Groovendes Cello

Fried Dähn schafft mit „now & then“ einen Zirkus aus ungewöhnlichen Tönen

Ein Wetterleuchten der Intensität, das Fried Dähn auf seinem neuen Soloalbum „now & then“ entfacht: Mit leichthändigen Melodiebögen und druckvollem Groove begab sich der Tübinger E-Cellist in seinem heimischen Studio auf Spurensuche und ging eine nicht eben alltägliche Verbindung von Klassik, reichlich Rockdrive und schrägen Avantgarde-Klängen ein.

13.01.2021

Solocellist Fried Dähn kartiert auf seinem neuen Album „now & then“ die Verbindungslinien ganz unterschiedlicher Musikstile und bürstet dabei gegen den Strich. Bild: Jürgen Spieß

Solocellist Fried Dähn kartiert auf seinem neuen Album „now & then“ die Verbindungslinien ganz unterschiedlicher Musikstile und bürstet dabei gegen den Strich. Bild: Jürgen Spieß

Wenn Fried Dähn sein Elektro-Cello aufheulen lässt, erscheinen die Übungen eines Jean-Luc Ponty nurmehr als gepflegte Salonpiècen. Denn er entfesselt mit seinem Instrument eine anarchische Kraft, die in ihrer kunstvoll-zupackenden Virtuosität den rebellischen Geist der Rock-Generation ebenso beschwört wie sie den Klassikfan auf eine herausfordernde Probe stellt.

> [Arbeitsauftrag A] Gib aus den Datensätzen die Zeilen ab der Zeile mit „Running a dermatology lesion detector. Mark the brown“ bis einschließlich der Zeile mit „[1306,679,1344,703]“ erneut aus. Tausche dabei „brown leather sandal“ gegen „dark leather sandal“ und lass alles andere unverändert.

> [Vorliegende Daten]

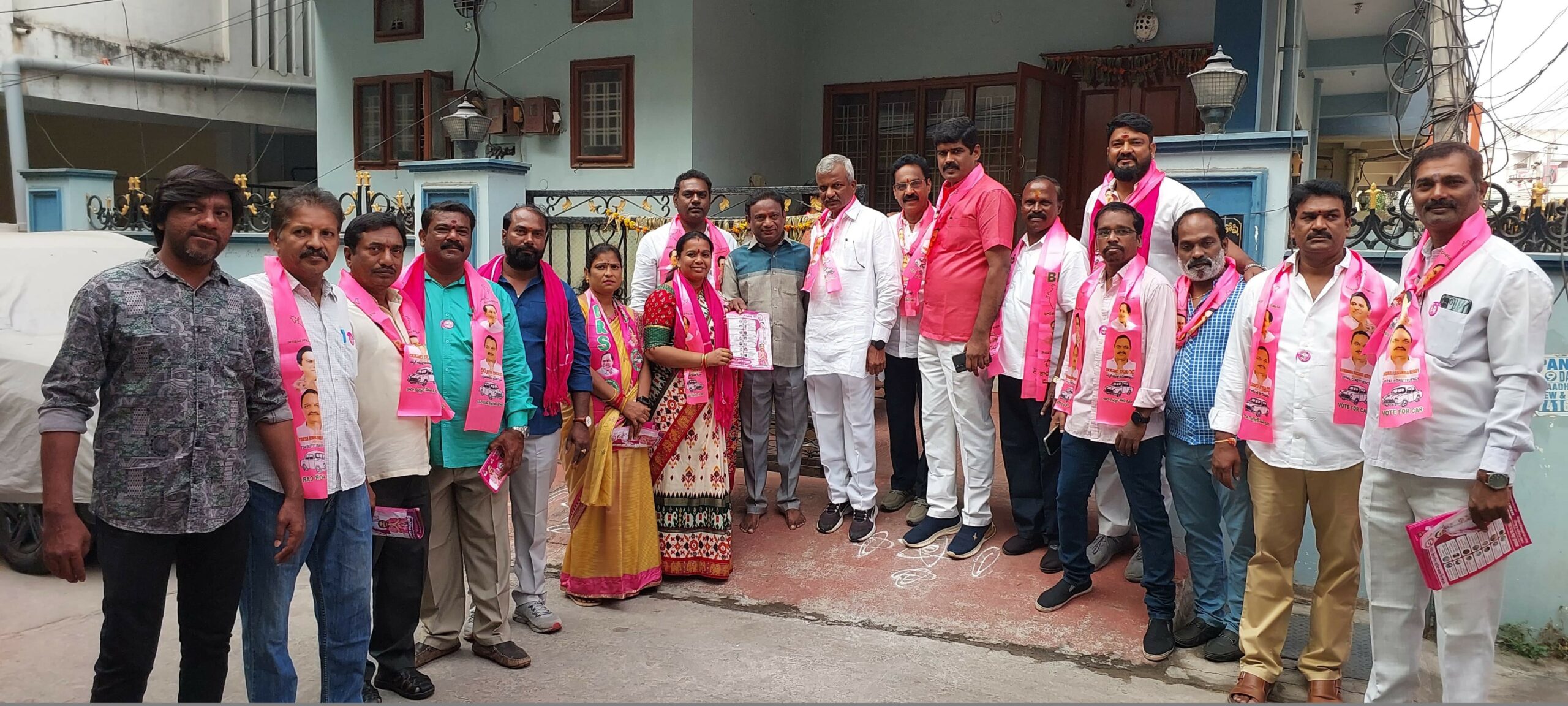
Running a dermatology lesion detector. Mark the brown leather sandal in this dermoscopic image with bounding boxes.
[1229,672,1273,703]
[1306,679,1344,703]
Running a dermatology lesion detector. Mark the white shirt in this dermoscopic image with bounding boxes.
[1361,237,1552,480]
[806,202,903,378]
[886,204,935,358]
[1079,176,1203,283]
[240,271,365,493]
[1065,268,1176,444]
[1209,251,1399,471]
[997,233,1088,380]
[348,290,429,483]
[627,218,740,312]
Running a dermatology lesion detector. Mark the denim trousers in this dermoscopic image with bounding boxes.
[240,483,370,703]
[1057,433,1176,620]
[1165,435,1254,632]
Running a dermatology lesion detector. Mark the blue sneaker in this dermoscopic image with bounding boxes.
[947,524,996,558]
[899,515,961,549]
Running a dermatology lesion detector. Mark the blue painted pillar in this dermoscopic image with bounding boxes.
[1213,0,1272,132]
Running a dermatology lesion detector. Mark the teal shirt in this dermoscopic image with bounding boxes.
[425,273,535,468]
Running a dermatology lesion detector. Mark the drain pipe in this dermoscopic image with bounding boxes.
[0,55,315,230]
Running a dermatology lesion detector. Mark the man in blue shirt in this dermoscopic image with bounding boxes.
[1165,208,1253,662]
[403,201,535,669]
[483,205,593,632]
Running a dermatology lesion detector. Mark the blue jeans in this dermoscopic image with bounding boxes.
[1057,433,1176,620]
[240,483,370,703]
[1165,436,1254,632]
==
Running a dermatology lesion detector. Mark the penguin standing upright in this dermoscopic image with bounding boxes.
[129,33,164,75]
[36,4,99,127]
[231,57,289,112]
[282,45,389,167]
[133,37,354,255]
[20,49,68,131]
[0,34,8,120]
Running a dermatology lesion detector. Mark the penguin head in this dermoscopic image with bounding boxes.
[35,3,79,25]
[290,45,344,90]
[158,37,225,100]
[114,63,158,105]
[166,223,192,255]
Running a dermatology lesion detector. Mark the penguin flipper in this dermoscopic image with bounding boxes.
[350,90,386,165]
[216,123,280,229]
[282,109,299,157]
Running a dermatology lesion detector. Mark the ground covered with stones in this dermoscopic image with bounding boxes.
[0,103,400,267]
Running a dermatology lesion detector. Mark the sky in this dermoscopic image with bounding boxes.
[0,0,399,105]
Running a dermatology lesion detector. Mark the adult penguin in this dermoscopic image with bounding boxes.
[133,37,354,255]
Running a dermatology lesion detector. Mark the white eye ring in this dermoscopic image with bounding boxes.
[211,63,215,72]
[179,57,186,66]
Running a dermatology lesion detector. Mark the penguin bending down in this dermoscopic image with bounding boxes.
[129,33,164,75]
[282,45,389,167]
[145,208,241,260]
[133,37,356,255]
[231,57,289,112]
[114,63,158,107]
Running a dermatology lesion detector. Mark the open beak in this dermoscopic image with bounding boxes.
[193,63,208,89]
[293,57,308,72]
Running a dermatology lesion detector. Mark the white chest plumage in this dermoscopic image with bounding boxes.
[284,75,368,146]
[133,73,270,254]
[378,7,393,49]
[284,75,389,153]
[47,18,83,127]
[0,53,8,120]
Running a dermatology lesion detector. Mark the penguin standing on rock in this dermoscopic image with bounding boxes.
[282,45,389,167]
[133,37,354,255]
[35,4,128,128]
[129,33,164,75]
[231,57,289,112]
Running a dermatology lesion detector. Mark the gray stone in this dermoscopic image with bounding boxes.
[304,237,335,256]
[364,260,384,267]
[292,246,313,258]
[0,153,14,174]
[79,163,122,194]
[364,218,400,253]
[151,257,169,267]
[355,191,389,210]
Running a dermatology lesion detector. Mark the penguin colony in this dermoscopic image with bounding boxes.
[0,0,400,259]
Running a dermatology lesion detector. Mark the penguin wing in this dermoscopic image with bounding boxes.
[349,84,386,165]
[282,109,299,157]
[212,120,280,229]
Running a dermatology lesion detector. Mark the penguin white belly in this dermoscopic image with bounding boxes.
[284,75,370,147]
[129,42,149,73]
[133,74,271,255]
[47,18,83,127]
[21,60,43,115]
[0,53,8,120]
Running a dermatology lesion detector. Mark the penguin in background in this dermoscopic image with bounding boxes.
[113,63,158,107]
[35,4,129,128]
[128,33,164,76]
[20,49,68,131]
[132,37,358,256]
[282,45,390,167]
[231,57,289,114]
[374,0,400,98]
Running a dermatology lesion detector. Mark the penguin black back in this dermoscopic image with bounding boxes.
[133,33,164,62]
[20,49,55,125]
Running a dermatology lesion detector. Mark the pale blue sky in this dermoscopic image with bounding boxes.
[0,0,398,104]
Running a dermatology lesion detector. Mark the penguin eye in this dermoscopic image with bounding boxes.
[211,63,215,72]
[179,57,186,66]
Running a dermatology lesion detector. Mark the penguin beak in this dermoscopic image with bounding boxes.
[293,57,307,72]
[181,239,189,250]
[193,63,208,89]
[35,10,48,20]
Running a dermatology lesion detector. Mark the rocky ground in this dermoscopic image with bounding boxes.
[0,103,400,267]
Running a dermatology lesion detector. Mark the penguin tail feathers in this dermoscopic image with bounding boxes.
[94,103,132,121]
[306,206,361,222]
* * *
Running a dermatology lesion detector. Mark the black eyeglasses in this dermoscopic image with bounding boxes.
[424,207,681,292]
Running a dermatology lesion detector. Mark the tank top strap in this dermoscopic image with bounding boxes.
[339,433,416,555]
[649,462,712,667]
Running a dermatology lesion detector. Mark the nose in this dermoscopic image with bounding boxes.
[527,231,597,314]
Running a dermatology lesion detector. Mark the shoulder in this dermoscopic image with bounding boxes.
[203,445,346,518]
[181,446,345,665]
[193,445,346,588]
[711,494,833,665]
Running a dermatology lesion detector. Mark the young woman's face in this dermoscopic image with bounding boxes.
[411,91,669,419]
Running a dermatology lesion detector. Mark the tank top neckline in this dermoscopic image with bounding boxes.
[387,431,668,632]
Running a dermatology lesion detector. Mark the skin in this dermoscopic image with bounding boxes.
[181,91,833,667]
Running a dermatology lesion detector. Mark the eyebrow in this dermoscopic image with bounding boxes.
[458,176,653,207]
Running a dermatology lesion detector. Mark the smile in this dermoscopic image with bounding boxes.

> [Arbeitsauftrag B] Schreibe aus dem Artikel über Fried Dähn wortgetreu ab, beginnend mit „Ein Wetterleuchten der“ und weiter bis „schrägen Avantgarde-Klängen ein.“.

> [Lösung A]
Running a dermatology lesion detector. Mark the dark leather sandal in this dermoscopic image with bounding boxes.
[1229,672,1273,703]
[1306,679,1344,703]

> [Lösung B]
Ein Wetterleuchten der Intensität, das Fried Dähn auf seinem neuen Soloalbum „now & then“ entfacht: Mit leichthändigen Melodiebögen und druckvollem Groove begab sich der Tübinger E-Cellist in seinem heimischen Studio auf Spurensuche und ging eine nicht eben alltägliche Verbindung von Klassik, reichlich Rockdrive und schrägen Avantgarde-Klängen ein.